• INSTRUCTIONS:
[a] Please copy the hockey exhibit column from "This is a column" to "of those broadcasters?".
[b] Summarize the hockey exhibit column in two sentences.

This is a column by Shireen Ahmed, who writes opinion for CBC Sports. For more information about CBC’s Opinion sectionplease see the FAQ.
“You need to come to the ‘We Are Hockey’ exhibit,” my friend said to me.
When it comes to hockey-related issues, I always listen to Dr. Courtney Szto. She is one of Canada’s greatest hockey scholars – the managing editor of Hockey in Society – and an assistant professor of kinesiology at Queen’s University.
She did her PhD on hockey culture and South Asian Canadians. Her research strengthened her connection to the South Asian Studies Institute (SASI) at the University of Fraser Valley in BC Prior to her project, the stories of people of color and the contributions of cultural communities in hockey were seldom being told. Sure, there is Hockey Night in Canada Punjabi Editionbut what about the origin story of those broadcasters?
A collaboration with some dedicated academics, including Dr. Satwinder Kaur Bains of SASI and her team, resulted in the creation of an incredible exhibit called “We Are Hockey” that first launched in 2019 at the Sikh Heritage Temple in Abbotsford, BC When COVID-19 hit, the opportunity to share this important exhibit with the community was put on hold – until now.
The exhibit is currently on display at the Peel Art Gallery Museum and Archives (PAMA) in Brampton, Ont., Just northwest of Toronto, and that’s where I went this past Saturday. The exhibit is housed in one of the four historic buildings that make up PAMA. It is a special part of Brampton that exhibits history and has important conversations about culture and society.
What makes this collaboration particularly special is the way that hockey is offered to the community through the lens of people of color. There is a wonderful history and a movement within the game of women, racialized players, broadcasters, academics and sports journalists who love the sport and have stories to tell and stories to protect.

• INFORMATION SUPPLIED:
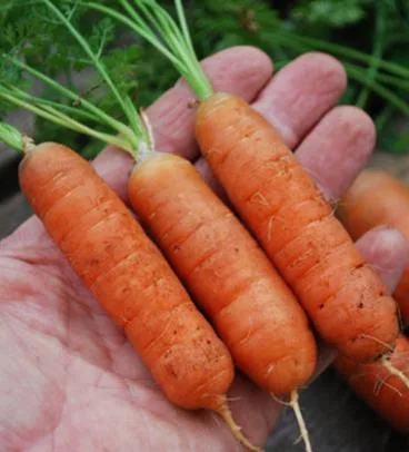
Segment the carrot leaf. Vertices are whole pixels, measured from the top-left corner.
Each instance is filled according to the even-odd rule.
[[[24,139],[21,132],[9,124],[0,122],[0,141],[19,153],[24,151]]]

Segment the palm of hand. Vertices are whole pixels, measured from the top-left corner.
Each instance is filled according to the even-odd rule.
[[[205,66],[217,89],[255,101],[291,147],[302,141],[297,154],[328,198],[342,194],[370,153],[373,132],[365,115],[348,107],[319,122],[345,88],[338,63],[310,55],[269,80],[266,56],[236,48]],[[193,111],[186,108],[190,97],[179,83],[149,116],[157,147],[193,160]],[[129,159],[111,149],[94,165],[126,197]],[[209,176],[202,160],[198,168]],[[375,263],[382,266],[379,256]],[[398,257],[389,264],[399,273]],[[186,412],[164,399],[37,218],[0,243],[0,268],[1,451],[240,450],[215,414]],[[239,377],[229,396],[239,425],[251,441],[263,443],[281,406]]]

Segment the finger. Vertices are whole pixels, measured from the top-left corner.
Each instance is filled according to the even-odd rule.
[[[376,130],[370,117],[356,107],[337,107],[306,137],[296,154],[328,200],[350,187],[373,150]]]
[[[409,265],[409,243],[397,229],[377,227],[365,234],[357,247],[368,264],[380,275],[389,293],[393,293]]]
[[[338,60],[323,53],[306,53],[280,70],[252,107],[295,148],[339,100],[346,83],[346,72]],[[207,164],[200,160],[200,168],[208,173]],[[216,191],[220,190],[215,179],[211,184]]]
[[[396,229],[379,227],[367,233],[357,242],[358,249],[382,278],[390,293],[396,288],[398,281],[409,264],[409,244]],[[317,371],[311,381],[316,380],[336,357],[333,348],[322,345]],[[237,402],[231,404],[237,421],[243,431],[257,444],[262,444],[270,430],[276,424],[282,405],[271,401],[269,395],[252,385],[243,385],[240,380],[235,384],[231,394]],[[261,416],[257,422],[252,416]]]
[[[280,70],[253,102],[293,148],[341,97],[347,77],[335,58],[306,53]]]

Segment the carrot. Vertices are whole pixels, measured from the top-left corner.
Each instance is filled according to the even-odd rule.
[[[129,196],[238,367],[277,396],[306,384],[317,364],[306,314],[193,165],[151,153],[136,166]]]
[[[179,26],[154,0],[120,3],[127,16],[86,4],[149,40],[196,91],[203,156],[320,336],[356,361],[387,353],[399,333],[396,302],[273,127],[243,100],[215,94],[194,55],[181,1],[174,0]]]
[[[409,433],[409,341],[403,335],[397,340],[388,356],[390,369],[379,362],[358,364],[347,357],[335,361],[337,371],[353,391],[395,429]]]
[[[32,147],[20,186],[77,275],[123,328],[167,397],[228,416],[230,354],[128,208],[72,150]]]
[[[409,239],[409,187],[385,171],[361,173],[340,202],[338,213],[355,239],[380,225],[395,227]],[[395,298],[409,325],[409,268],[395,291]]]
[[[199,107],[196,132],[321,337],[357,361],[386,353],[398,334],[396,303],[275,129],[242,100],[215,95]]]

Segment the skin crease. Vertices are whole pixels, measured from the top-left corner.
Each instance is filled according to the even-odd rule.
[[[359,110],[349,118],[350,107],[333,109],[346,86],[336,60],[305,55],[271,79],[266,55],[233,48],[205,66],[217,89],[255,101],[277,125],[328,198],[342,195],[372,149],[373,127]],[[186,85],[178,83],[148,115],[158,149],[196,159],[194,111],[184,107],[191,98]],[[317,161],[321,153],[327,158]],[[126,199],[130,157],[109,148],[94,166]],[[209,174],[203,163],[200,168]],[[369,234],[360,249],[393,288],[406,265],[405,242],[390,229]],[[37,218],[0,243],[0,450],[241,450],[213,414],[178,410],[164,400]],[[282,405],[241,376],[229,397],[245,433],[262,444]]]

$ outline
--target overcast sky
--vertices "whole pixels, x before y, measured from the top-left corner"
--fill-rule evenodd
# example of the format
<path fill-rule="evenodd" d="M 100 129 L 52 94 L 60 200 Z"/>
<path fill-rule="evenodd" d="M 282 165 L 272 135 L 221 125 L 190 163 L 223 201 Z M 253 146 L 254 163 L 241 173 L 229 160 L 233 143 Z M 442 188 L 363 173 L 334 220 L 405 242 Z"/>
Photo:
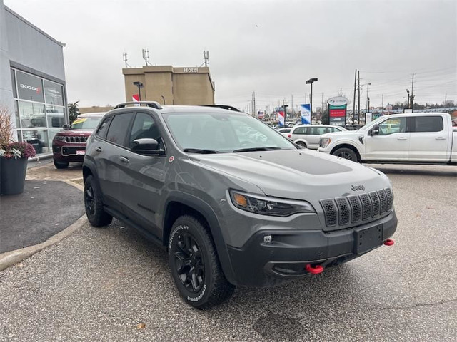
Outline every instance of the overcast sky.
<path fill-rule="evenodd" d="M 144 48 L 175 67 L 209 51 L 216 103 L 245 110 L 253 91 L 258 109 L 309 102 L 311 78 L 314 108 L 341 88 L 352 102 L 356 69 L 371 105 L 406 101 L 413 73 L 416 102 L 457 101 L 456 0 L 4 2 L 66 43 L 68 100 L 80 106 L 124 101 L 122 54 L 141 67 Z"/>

--

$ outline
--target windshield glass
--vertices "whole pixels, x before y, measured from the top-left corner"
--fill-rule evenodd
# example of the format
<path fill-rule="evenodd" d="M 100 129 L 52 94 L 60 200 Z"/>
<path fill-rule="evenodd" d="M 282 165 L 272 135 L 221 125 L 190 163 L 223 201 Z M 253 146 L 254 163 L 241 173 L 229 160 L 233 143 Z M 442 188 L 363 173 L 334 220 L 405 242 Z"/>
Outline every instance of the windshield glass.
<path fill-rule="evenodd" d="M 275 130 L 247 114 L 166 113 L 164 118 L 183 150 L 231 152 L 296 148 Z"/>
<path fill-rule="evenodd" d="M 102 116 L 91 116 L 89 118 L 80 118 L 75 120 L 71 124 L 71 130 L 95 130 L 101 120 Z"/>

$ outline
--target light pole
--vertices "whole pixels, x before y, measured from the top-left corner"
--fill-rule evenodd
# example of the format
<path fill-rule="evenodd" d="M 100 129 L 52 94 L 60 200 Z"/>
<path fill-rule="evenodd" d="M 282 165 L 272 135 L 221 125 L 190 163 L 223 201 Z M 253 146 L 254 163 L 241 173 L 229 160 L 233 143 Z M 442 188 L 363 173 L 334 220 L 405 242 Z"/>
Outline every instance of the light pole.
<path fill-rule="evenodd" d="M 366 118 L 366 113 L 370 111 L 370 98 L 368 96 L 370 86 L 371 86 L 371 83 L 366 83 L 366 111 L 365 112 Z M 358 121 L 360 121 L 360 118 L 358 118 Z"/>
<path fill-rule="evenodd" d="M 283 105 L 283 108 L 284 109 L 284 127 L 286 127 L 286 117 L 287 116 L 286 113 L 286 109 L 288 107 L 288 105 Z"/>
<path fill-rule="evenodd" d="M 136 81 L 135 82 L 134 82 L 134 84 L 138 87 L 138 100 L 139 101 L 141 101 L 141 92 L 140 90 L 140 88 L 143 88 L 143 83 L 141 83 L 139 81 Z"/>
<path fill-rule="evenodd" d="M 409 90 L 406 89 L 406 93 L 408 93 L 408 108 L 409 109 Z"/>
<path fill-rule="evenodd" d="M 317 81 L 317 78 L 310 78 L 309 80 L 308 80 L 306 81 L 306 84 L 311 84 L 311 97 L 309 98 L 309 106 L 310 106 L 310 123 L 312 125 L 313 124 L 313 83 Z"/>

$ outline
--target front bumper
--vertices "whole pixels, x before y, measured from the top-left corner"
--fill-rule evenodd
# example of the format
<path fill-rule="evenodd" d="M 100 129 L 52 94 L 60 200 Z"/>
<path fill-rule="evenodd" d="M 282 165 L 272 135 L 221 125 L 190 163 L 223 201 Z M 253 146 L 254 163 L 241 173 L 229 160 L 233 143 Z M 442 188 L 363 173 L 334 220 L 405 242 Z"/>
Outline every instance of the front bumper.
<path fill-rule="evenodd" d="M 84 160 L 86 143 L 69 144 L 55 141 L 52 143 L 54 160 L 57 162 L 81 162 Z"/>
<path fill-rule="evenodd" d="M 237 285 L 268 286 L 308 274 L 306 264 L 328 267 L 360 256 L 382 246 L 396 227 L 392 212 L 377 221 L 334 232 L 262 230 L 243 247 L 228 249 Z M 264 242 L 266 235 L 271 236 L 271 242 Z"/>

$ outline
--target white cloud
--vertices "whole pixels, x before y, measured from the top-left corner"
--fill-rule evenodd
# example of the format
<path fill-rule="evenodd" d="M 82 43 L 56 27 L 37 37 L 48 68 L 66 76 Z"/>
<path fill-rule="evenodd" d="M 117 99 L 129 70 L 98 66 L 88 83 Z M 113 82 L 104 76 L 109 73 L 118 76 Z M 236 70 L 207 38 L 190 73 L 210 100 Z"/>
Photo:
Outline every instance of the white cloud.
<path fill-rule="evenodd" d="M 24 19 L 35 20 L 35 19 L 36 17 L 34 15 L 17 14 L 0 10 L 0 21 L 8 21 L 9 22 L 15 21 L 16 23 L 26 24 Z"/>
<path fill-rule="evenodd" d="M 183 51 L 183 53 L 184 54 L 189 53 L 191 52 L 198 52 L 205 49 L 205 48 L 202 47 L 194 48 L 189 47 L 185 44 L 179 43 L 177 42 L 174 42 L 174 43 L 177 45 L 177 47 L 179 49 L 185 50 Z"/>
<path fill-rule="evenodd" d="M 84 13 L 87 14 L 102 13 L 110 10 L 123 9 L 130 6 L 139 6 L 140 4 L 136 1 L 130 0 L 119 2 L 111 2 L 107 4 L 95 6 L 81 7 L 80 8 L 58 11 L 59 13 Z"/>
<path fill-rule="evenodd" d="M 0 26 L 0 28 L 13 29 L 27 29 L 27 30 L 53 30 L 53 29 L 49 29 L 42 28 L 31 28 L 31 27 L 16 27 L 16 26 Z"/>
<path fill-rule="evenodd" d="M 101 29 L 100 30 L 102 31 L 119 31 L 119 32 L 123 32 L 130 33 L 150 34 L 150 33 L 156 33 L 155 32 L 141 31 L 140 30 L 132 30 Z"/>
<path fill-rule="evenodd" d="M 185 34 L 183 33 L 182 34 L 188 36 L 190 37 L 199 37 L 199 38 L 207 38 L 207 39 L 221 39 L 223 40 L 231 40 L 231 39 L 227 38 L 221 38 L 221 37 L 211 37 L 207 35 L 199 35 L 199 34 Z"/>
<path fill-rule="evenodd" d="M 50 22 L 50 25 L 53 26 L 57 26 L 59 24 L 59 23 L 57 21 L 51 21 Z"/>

• ANSWERS TO THE PROBLEMS:
[a]
This is a column by Shireen Ahmed, who writes opinion for CBC Sports. For more information about CBC’s Opinion sectionplease see the FAQ.
“You need to come to the ‘We Are Hockey’ exhibit,” my friend said to me.
When it comes to hockey-related issues, I always listen to Dr. Courtney Szto. She is one of Canada’s greatest hockey scholars – the managing editor of Hockey in Society – and an assistant professor of kinesiology at Queen’s University.
She did her PhD on hockey culture and South Asian Canadians. Her research strengthened her connection to the South Asian Studies Institute (SASI) at the University of Fraser Valley in BC Prior to her project, the stories of people of color and the contributions of cultural communities in hockey were seldom being told. Sure, there is Hockey Night in Canada Punjabi Editionbut what about the origin story of those broadcasters?

[b] Dr. Courtney Szto's research on hockey culture and South Asian Canadians led to a collaboration with academics, including Dr. Satwinder Kaur Bains of SASI, that produced the "We Are Hockey" exhibit, which first launched in 2019 at the Sikh Heritage Temple in Abbotsford, BC, and was put on hold when COVID-19 hit. The exhibit is now on display at the Peel Art Gallery Museum and Archives in Brampton, Ont., where it presents hockey through the lens of people of color.